--- Start of Stored rows ---
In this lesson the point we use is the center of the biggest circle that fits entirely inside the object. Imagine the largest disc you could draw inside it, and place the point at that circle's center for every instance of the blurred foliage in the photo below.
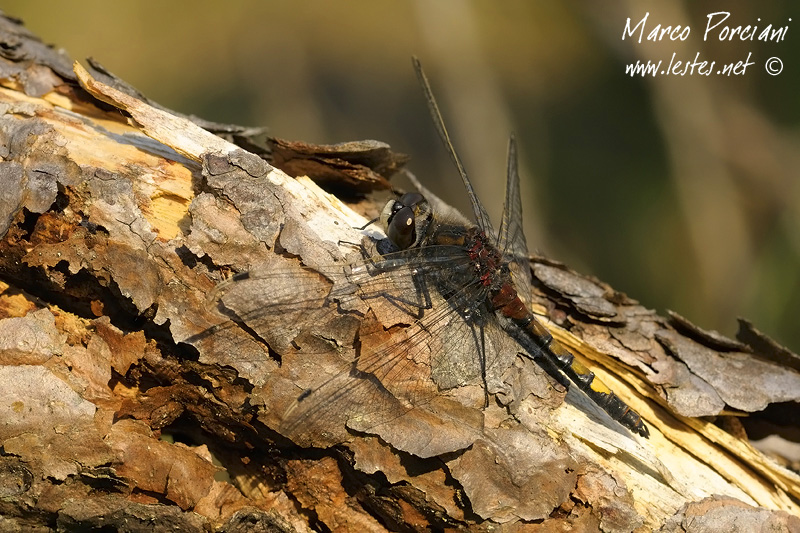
(681, 191)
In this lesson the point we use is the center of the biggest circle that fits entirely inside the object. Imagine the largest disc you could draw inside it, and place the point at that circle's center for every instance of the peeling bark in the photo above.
(129, 401)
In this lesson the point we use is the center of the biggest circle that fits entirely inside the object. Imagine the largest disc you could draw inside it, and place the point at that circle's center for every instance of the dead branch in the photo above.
(121, 381)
--- End of Stored rows ---
§ Short task
Extract, unchanged, the lines of the entries beginning with the one that contains "branch in the photo above." and running down to the final line of the entries, with both of these included.

§ Solution for this exercise
In this lesson the point we use is the center of the biggest circle that fits entirely inside the object. Imagine the largest disc you could draw inside it, and place the point at that circle's center for every instance of the dead branch in the photo above.
(121, 381)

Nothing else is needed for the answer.